Information shown:

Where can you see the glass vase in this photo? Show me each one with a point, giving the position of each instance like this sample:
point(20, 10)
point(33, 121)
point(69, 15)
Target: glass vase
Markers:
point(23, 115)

Required task:
Reproduce every line of the material above in full, but multiply each coordinate in the answers by 2 and round to whole numbers, with halves rounded up. Leave the sample coordinates unchanged.

Response to the exercise:
Where can you see the glass vase in this photo? Show me each one with a point, giving the position of each instance like this sample:
point(20, 10)
point(33, 121)
point(69, 15)
Target: glass vase
Markers:
point(46, 230)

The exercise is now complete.